◆ **本文**:

聖書の「受胎告知」を題材にした本作は、神戸芸術工科大学「間(あわい)のデザイン研究所」と、観世流能楽師の上野雄三が共同で手がけ、人間国宝の大槻文藏が監修。総勢28名の能楽師の協働により上演が実現した。台本を執筆したのは同大学で教授を務め、同研究所を主宰した画家の寺門孝之である。
寺門が今回の経緯を語る。
「そもそもの始まりは、もう10年以上前のことです。多くの天使画を描いてきた自分が、天使にまつわる論文を起草している時期に、“天使”を日本で何かに置き換えるとしたら何だろう? と考えたことがあって。受胎告知画で大天使とマリアを隔てる柱の存在、能舞台における柱の存在、どちらもこの世とあの世の境界を示す性質があることに気づいて、お能に注目し始めました。ついには新作能を創作してみたいという気持ちが抑えられなくなってしまったわけです」
「それで長年お世話になっている美術画廊ギャルリ・ムスタシュを介して、能楽師の上野雄三さん(※1)にお会いする機会を得て、このプロジェクトが始動しました。また僕の勤務先の神戸芸術工科大学はいち早くこの企画に研究的意義を見出し、間(あわい)のデザイン研究所を設立し、上演に至るまでの全てのプロセスを支えてくれました。ちなみに、このアイディアの原点はキリスト教そのものというよりはマリア信仰で、それが強く打ち出されるのが15世紀のイタリアなんです。ちょうどその時期に、日本では観阿弥や世阿弥、金春禅竹らが活躍をして、今ある能の型の土台ができていった。その共時性みたいなものも面白いと思って」(寺門)

◆ **課題**:
1 – 新作能についての本文によると、この作品の上演には総勢何名の能楽師が協働しましたか。
2 – 新作能についての本文から、「寺門が今回の経緯を語る。」から「のも面白いと思って」(寺門)」までの部分を一字も変えずに書き出してください。
本文の内容だけを手がかりにしてください。

ポインティングデータの抜粋
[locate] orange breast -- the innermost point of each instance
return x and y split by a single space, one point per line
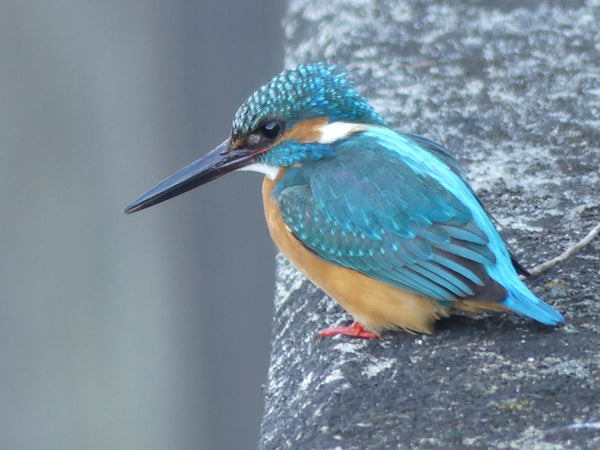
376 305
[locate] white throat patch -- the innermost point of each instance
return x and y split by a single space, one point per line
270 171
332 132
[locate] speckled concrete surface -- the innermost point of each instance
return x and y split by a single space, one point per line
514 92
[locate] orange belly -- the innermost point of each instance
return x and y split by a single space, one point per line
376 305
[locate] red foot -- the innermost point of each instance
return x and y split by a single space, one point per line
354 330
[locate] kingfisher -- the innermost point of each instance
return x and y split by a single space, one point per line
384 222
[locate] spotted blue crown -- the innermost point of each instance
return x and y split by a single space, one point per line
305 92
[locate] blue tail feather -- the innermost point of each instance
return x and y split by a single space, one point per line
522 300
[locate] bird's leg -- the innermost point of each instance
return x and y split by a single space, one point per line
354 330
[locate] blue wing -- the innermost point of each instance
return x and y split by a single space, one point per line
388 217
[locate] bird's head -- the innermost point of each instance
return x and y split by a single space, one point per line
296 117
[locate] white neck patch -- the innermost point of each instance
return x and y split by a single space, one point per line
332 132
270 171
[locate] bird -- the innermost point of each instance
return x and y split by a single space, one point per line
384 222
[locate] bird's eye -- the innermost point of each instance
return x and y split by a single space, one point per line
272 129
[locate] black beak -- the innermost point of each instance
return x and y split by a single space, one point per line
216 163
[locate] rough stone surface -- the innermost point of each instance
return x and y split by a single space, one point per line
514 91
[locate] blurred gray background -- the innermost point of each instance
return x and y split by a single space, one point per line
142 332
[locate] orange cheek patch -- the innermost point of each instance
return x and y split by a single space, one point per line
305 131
---
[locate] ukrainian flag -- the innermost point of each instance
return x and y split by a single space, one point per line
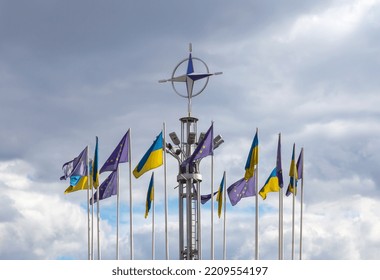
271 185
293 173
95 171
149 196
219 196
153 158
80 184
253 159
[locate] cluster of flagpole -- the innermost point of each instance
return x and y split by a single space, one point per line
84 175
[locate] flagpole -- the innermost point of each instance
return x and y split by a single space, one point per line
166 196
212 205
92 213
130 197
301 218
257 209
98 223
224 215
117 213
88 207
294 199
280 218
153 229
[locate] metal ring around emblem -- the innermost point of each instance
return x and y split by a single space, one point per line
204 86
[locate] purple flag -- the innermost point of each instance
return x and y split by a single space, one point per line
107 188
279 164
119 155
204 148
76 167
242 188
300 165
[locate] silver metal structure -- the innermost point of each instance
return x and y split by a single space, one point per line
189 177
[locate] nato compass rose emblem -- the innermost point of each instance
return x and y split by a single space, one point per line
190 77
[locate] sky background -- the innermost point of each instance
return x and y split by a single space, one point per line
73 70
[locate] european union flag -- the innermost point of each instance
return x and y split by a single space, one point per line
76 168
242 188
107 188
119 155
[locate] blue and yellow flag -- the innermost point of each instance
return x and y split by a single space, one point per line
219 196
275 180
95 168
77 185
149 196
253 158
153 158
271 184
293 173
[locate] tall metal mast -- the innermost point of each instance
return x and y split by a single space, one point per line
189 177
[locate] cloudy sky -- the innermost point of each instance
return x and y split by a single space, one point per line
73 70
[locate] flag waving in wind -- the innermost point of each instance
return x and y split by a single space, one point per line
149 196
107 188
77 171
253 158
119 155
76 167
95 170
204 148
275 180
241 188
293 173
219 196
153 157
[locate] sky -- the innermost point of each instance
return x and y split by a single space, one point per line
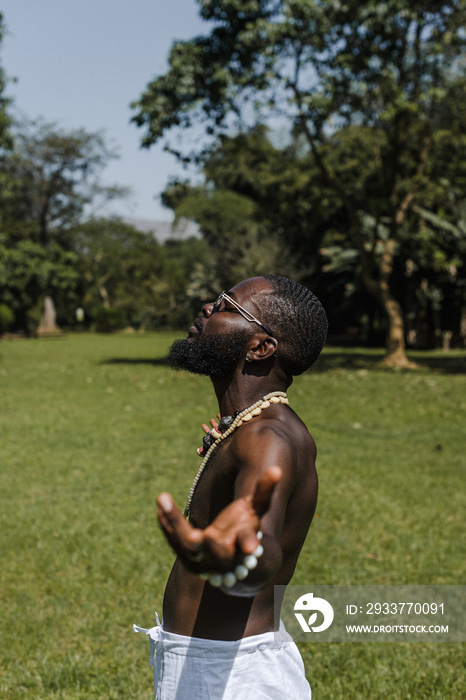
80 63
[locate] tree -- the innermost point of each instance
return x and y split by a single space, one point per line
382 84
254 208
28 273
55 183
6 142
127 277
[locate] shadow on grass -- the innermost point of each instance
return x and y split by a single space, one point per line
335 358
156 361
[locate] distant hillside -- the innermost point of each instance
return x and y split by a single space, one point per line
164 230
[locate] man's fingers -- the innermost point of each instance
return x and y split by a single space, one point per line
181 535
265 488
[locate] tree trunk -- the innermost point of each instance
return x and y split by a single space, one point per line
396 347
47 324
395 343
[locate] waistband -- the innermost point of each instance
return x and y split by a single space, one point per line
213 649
==
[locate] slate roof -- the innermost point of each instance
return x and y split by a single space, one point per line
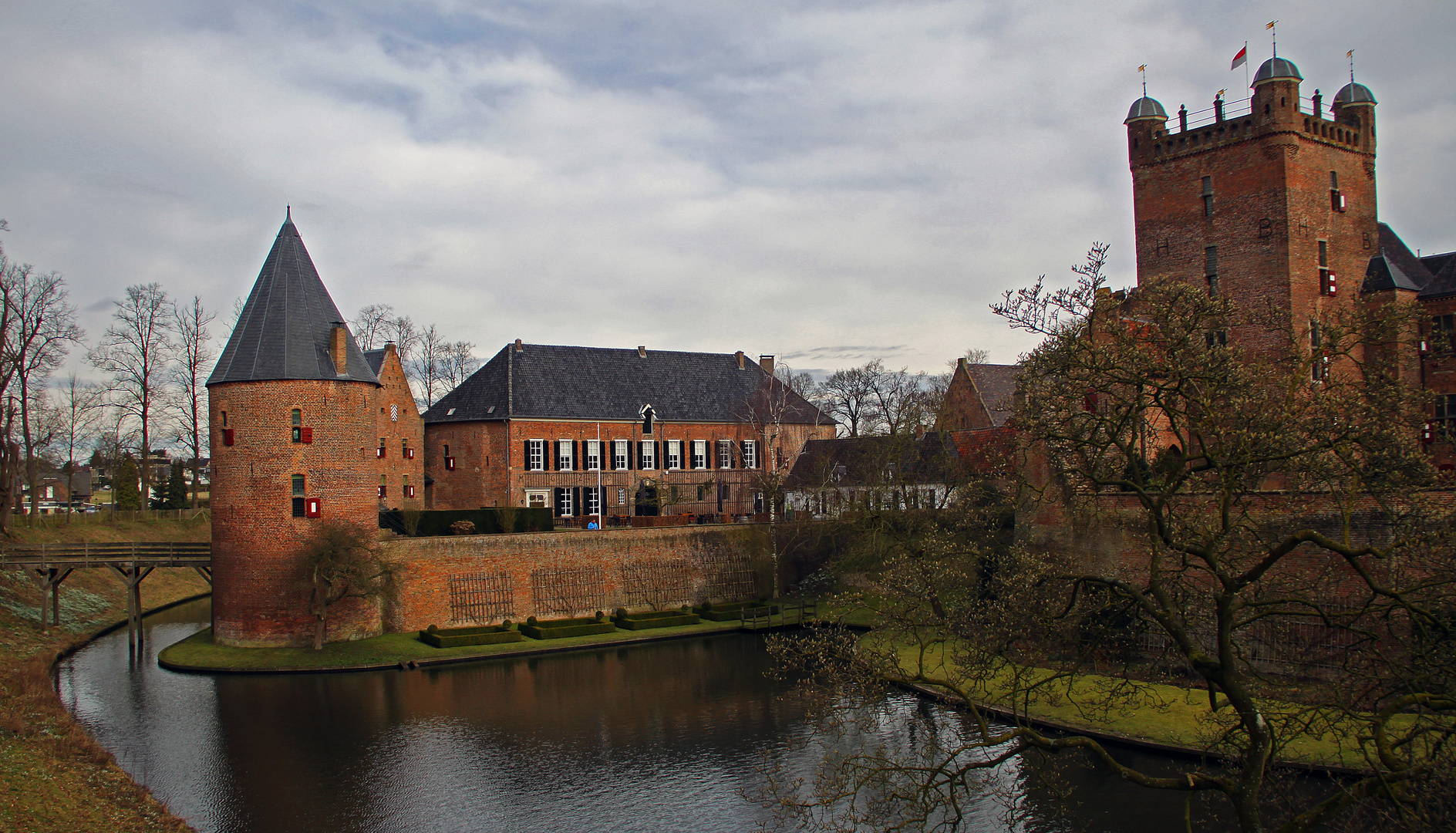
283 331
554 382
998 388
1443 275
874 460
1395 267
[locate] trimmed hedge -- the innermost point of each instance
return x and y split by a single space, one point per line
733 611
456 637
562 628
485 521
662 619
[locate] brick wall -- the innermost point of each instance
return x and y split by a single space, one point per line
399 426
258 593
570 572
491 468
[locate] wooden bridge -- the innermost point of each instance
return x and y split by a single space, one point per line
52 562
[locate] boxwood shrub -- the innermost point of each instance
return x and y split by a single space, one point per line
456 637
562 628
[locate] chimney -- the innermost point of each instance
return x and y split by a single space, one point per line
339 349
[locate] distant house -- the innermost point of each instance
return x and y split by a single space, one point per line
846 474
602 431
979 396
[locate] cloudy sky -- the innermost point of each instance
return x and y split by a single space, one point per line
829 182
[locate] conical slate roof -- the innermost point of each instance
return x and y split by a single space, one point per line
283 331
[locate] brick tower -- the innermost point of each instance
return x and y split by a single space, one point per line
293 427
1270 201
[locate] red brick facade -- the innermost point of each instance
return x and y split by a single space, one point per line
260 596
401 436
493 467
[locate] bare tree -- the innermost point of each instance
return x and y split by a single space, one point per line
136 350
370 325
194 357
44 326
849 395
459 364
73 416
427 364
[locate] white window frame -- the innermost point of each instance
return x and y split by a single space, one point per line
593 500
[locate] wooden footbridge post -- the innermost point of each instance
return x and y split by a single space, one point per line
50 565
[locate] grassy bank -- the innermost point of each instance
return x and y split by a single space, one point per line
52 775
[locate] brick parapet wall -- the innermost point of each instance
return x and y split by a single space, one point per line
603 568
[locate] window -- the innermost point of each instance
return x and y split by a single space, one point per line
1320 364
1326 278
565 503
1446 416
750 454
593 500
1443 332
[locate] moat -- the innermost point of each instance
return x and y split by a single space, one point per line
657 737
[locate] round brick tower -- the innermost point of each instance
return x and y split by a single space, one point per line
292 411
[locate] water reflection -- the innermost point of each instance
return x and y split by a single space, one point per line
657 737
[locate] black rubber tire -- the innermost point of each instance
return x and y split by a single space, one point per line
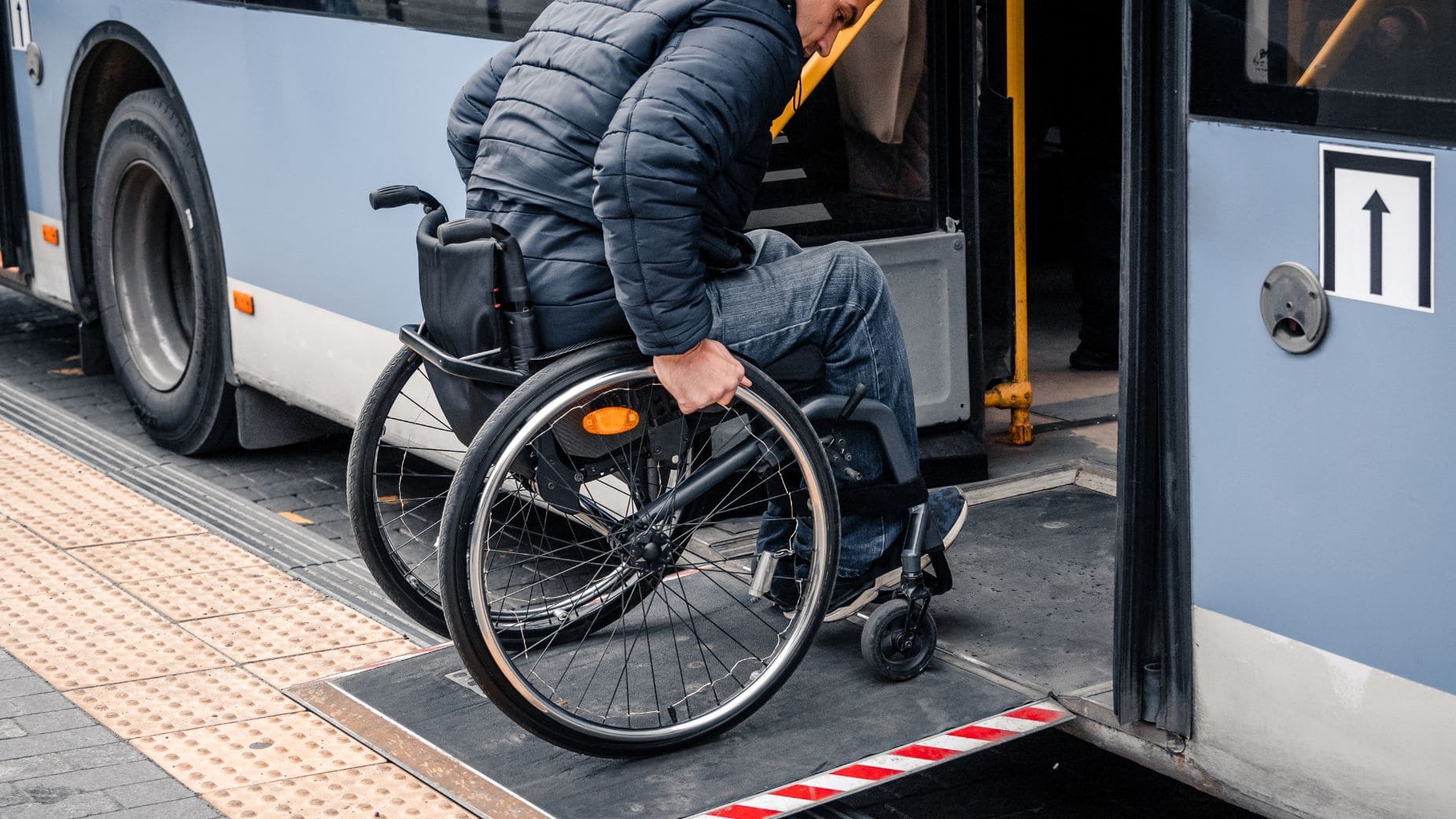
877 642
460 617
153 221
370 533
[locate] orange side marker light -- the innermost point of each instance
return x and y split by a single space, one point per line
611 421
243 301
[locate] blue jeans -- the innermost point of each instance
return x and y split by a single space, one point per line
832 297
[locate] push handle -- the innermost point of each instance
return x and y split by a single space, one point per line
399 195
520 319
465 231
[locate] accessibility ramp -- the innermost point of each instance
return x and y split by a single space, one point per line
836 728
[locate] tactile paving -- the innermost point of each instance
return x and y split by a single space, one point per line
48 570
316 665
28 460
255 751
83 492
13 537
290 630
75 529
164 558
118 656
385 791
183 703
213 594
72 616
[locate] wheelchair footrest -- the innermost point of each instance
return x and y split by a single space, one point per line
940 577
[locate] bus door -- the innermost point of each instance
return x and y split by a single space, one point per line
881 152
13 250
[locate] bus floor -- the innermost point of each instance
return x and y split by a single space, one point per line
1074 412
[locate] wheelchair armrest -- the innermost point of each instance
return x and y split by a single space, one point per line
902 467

◆ **課題別の解答**:
1 – 総勢28名です。

2 –
寺門が今回の経緯を語る。
「そもそもの始まりは、もう10年以上前のことです。多くの天使画を描いてきた自分が、天使にまつわる論文を起草している時期に、“天使”を日本で何かに置き換えるとしたら何だろう? と考えたことがあって。受胎告知画で大天使とマリアを隔てる柱の存在、能舞台における柱の存在、どちらもこの世とあの世の境界を示す性質があることに気づいて、お能に注目し始めました。ついには新作能を創作してみたいという気持ちが抑えられなくなってしまったわけです」
「それで長年お世話になっている美術画廊ギャルリ・ムスタシュを介して、能楽師の上野雄三さん(※1)にお会いする機会を得て、このプロジェクトが始動しました。また僕の勤務先の神戸芸術工科大学はいち早くこの企画に研究的意義を見出し、間(あわい)のデザイン研究所を設立し、上演に至るまでの全てのプロセスを支えてくれました。ちなみに、このアイディアの原点はキリスト教そのものというよりはマリア信仰で、それが強く打ち出されるのが15世紀のイタリアなんです。ちょうどその時期に、日本では観阿弥や世阿弥、金春禅竹らが活躍をして、今ある能の型の土台ができていった。その共時性みたいなものも面白いと思って」(寺門)